## Exercise
Tally the lines below that contain the word "positive". Only the number should be returned.

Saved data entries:
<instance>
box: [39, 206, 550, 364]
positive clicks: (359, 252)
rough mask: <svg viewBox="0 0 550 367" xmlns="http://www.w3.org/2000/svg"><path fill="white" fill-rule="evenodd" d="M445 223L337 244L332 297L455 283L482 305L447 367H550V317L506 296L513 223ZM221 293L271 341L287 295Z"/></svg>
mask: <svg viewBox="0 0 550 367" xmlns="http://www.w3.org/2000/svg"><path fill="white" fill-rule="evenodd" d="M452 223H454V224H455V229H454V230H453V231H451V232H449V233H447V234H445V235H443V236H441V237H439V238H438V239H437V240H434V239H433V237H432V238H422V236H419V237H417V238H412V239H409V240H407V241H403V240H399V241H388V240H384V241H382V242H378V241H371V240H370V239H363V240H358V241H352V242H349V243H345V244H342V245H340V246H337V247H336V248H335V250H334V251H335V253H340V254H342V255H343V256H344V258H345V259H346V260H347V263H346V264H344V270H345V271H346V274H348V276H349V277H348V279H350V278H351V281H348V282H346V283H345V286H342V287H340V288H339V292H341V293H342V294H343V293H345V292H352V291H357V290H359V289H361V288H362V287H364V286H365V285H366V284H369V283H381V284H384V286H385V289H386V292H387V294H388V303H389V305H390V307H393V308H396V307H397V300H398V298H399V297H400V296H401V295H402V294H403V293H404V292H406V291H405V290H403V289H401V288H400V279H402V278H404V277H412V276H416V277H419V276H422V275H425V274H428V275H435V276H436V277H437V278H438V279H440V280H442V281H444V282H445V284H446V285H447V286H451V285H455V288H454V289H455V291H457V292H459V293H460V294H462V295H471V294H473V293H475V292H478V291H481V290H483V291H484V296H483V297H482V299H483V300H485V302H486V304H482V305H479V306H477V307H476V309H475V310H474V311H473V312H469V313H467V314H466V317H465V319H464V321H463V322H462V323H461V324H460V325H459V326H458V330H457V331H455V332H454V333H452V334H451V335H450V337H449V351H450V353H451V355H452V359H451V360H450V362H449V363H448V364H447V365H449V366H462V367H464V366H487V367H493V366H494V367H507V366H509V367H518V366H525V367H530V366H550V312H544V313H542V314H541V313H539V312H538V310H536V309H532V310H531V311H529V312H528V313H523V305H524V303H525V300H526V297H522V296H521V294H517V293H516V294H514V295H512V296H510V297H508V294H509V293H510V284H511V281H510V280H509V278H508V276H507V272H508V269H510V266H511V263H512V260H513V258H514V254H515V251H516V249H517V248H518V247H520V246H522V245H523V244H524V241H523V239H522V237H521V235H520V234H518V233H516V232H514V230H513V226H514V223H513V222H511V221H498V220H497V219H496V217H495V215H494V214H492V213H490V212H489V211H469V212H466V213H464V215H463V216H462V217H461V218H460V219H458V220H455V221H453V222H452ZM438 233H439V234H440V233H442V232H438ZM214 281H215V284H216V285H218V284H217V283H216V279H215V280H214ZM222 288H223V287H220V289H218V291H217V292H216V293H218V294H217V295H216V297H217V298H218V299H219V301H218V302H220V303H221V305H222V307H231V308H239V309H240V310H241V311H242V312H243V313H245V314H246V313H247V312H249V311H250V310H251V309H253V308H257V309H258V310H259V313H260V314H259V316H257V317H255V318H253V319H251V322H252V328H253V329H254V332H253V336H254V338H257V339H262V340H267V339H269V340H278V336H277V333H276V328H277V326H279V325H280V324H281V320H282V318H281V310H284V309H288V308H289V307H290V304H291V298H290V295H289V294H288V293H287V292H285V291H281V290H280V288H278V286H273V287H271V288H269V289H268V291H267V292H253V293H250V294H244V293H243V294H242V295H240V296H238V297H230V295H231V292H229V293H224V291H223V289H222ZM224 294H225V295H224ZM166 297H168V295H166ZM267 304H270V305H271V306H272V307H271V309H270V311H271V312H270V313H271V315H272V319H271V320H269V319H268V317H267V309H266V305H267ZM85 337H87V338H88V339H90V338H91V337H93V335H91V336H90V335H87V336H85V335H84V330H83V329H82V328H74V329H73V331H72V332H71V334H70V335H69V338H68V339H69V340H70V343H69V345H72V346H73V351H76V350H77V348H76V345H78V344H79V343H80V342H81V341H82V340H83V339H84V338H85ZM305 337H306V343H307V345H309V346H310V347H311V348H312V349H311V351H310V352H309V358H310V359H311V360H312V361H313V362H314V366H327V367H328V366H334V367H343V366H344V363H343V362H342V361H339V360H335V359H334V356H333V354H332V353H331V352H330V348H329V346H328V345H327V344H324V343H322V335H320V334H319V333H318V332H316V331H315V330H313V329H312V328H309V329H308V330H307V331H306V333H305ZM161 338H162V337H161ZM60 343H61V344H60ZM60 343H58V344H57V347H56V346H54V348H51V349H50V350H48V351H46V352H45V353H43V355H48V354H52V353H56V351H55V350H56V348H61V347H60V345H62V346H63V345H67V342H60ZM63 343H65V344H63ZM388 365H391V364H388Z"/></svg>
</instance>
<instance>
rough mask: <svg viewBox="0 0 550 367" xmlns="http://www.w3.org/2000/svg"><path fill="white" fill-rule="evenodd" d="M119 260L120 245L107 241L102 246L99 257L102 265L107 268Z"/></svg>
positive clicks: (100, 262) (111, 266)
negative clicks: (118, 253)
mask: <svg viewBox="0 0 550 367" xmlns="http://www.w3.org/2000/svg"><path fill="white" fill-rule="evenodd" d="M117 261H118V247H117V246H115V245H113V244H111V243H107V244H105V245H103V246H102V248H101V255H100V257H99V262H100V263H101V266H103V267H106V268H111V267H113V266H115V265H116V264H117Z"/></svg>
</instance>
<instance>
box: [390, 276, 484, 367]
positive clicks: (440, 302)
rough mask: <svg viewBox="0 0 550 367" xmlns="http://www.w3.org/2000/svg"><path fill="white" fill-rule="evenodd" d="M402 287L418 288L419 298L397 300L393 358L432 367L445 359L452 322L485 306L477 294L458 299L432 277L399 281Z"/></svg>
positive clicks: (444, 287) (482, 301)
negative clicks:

## Response to the task
4